Directive
Count the lines in the material below that contain the word "ceiling", and give only that number.
•••••
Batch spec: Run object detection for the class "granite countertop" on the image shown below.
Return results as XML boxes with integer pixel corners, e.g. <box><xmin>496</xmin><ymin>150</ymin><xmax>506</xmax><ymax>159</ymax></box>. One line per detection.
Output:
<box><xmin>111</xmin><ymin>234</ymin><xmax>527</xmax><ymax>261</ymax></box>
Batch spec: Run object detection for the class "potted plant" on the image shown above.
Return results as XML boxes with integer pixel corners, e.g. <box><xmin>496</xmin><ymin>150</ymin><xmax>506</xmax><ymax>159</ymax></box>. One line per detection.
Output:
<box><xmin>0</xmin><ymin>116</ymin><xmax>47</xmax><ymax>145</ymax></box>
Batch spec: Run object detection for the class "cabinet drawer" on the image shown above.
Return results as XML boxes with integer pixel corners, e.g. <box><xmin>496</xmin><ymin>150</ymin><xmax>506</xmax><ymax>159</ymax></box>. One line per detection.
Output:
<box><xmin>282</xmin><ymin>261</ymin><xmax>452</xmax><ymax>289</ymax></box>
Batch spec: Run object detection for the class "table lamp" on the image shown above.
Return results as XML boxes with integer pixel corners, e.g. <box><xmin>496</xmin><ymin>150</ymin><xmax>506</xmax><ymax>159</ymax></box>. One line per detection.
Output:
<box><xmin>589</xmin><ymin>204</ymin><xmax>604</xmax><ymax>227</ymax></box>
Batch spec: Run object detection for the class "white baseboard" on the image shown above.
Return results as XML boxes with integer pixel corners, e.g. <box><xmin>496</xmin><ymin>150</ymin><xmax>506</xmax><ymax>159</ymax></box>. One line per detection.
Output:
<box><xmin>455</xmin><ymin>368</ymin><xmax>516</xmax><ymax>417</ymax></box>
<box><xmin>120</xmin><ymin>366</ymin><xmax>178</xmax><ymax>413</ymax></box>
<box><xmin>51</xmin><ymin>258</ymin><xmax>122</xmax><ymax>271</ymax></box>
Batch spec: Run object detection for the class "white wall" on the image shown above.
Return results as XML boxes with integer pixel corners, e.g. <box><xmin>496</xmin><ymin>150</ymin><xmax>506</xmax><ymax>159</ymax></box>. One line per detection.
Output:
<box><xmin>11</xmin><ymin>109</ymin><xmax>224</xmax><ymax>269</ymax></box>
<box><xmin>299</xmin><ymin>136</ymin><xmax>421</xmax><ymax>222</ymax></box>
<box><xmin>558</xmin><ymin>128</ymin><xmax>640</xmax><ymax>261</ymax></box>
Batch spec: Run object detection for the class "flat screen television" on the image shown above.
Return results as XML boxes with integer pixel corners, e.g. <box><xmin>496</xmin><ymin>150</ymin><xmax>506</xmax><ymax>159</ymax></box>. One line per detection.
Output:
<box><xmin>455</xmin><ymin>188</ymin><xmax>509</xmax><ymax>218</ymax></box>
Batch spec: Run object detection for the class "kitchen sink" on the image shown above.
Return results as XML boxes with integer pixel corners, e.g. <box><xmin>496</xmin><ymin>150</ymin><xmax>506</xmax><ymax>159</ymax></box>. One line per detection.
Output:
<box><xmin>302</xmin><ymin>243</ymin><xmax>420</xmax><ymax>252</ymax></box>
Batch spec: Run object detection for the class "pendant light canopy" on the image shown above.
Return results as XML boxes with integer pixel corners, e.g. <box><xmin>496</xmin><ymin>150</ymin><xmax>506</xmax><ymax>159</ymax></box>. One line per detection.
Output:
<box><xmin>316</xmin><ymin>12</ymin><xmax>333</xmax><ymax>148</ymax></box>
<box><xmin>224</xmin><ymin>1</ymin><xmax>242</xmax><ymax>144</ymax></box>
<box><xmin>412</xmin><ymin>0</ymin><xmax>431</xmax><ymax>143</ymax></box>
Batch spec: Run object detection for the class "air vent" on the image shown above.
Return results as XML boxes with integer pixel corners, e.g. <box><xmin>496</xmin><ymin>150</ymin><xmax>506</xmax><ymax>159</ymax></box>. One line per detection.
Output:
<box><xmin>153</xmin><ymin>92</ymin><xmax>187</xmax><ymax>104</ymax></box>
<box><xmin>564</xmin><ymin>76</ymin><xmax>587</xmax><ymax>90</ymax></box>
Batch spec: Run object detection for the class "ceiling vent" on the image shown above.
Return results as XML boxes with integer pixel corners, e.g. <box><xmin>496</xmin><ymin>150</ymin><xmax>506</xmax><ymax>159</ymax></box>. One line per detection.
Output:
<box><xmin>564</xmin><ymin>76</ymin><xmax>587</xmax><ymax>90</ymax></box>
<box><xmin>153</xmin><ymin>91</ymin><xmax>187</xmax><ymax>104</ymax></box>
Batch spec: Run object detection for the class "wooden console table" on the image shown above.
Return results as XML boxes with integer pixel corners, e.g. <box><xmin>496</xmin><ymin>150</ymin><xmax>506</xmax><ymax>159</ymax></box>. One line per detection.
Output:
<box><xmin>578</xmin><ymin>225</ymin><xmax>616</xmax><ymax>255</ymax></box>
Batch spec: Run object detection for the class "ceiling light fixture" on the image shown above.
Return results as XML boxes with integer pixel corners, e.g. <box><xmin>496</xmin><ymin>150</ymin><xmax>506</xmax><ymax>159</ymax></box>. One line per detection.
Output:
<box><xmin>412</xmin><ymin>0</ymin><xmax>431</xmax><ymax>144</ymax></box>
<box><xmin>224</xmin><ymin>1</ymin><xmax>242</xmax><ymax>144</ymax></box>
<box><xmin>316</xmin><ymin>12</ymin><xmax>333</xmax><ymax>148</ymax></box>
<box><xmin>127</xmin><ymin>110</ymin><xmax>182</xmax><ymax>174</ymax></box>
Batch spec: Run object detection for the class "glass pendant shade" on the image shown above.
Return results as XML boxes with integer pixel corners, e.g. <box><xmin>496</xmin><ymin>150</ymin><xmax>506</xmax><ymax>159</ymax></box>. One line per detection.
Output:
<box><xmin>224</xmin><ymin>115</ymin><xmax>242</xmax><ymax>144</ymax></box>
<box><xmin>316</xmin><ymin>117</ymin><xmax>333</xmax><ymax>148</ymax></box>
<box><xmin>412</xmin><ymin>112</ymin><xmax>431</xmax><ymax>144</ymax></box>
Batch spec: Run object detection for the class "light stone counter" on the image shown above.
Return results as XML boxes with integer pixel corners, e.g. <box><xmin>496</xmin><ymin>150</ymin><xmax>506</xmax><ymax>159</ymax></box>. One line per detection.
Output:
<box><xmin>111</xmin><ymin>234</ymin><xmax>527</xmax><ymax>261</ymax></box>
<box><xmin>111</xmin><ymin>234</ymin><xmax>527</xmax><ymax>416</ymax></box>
•••••
Exercise solution
2